Write out exactly the lines from the one containing "Q: Tag one point on each instance of the spectator" through the last line of the records below, including both.

┌─ Data extract

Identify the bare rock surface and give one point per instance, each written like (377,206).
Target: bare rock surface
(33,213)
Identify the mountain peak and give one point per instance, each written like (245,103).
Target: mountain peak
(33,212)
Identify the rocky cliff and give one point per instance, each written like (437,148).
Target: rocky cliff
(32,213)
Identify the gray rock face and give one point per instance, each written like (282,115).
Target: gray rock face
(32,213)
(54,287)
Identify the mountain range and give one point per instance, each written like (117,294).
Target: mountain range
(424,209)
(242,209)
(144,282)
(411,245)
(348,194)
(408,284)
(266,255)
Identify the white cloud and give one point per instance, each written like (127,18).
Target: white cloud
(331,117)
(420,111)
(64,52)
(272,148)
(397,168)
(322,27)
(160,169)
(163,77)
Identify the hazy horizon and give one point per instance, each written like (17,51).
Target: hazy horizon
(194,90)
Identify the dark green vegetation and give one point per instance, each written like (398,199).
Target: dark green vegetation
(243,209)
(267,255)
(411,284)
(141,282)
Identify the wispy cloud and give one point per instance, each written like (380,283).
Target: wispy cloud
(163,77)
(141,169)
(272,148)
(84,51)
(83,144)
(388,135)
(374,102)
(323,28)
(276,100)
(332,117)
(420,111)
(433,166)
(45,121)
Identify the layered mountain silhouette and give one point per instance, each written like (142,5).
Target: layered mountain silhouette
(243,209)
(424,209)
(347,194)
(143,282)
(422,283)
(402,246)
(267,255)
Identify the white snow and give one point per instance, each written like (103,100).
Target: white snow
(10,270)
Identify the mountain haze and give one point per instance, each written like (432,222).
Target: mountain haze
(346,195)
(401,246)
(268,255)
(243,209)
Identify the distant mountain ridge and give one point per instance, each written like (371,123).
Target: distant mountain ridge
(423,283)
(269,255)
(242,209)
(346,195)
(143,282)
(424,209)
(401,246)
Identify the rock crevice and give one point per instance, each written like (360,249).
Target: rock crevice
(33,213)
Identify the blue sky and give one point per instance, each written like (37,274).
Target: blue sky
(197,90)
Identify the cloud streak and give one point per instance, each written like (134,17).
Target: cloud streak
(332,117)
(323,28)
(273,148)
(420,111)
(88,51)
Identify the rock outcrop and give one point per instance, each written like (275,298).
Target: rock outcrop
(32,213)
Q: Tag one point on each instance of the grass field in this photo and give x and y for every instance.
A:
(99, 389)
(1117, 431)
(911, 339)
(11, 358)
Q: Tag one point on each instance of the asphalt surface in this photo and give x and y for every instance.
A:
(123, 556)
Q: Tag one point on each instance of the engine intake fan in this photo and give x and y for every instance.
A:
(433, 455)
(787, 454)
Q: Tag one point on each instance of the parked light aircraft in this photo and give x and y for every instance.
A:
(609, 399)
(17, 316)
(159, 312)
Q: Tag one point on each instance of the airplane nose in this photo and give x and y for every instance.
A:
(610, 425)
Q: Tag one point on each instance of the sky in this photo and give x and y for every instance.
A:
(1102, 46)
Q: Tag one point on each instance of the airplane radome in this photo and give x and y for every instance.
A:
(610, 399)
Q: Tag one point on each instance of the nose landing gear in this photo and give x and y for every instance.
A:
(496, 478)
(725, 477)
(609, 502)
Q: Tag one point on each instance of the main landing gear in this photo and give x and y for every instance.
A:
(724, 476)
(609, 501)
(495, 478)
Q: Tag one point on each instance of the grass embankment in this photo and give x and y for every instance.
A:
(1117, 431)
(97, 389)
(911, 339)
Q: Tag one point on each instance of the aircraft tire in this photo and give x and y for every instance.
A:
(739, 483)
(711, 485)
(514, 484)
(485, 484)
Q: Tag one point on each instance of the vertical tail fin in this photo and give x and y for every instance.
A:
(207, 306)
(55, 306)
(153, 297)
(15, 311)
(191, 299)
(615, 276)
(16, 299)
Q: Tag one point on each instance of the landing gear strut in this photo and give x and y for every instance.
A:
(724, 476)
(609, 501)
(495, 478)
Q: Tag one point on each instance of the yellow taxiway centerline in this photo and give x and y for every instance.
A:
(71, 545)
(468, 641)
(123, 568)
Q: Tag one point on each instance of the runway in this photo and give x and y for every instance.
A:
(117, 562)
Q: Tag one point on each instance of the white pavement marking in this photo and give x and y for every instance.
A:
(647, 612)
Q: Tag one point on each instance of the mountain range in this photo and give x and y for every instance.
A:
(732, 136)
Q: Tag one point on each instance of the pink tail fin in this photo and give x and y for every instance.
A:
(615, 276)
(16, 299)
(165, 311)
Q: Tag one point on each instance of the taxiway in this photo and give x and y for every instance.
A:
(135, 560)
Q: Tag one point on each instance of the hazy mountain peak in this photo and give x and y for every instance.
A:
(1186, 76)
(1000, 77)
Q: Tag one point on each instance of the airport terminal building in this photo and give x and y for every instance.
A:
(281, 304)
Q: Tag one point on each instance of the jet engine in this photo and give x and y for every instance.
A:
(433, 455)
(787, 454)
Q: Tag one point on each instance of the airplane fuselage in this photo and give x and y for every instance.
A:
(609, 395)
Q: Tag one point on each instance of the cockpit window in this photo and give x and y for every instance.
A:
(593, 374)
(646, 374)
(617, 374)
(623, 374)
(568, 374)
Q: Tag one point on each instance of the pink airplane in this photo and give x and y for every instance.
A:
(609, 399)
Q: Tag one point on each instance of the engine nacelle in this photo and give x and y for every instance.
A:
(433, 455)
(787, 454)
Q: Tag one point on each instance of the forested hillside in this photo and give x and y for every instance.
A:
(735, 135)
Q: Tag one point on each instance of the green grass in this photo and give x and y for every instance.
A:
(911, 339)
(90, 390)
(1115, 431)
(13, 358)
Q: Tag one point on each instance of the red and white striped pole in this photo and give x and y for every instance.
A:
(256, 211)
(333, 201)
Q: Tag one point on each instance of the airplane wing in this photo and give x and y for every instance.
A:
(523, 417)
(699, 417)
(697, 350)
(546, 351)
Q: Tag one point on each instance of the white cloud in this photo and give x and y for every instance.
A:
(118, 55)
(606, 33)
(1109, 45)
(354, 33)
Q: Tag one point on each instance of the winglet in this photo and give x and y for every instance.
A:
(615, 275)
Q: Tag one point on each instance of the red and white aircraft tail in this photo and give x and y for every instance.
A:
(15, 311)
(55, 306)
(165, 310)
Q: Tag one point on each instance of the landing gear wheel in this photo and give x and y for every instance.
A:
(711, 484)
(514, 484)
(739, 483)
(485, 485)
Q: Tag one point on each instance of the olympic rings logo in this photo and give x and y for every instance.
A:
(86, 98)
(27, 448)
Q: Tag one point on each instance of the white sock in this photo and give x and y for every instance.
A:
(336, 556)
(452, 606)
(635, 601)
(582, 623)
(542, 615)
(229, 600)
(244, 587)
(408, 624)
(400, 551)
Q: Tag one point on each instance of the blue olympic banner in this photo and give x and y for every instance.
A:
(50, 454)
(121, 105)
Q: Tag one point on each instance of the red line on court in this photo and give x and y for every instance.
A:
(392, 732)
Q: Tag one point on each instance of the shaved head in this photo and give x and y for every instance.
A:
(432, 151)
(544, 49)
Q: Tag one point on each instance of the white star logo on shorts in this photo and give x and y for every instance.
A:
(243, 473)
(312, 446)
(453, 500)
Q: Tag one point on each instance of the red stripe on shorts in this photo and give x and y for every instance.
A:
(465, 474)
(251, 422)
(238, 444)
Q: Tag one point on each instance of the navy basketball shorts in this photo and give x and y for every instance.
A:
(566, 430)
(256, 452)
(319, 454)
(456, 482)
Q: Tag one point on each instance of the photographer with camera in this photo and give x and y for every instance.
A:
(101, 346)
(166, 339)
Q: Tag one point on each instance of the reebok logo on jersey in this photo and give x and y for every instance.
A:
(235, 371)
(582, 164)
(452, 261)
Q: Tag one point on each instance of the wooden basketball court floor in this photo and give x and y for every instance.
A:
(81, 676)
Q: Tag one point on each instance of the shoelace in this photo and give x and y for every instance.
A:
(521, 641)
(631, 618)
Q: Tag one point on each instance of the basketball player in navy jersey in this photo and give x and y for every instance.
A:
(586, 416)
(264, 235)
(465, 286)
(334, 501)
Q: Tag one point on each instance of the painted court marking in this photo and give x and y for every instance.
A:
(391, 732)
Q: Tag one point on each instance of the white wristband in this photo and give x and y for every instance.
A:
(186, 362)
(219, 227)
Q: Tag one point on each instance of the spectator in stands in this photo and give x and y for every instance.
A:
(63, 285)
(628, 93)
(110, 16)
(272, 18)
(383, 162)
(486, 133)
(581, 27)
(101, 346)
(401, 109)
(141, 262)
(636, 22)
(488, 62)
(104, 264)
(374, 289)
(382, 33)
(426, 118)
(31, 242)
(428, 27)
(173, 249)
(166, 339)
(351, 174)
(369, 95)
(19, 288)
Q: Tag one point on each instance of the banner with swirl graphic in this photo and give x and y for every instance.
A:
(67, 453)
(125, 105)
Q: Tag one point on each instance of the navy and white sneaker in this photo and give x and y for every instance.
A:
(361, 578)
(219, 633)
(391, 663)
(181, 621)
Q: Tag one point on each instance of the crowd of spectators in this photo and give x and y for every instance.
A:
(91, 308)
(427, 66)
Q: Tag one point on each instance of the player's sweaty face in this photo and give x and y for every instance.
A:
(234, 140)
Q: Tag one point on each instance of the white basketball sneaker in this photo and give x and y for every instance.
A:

└─

Worked solution:
Q: Tag one point on each instance of the spectator in stands in this photo and give x and y for every instance.
A:
(63, 285)
(628, 93)
(110, 16)
(272, 18)
(383, 162)
(486, 133)
(581, 27)
(101, 346)
(401, 109)
(141, 262)
(636, 22)
(488, 62)
(104, 264)
(374, 289)
(382, 33)
(426, 118)
(31, 242)
(428, 27)
(173, 249)
(166, 339)
(351, 174)
(369, 95)
(19, 288)
Q: Tag one point on each instance of the banner with swirl graphic in this photo and give x and y for every instance.
A:
(67, 453)
(125, 105)
Q: Tag one point on each instance of the navy and white sneaker in this photo and give x and y for every instance.
A:
(361, 578)
(219, 633)
(391, 663)
(181, 621)
Q: Tag one point on each instance of the crowd of spectators in this photo and give x and y for every instance.
A:
(91, 308)
(427, 66)
Q: Tag one point on each instance of the player's sweaty face in this photo and give x and y for every instance.
A:
(234, 140)
Q: Tag one point on each instance of the white basketball sneaker in this photo and give x and y for every instance.
A:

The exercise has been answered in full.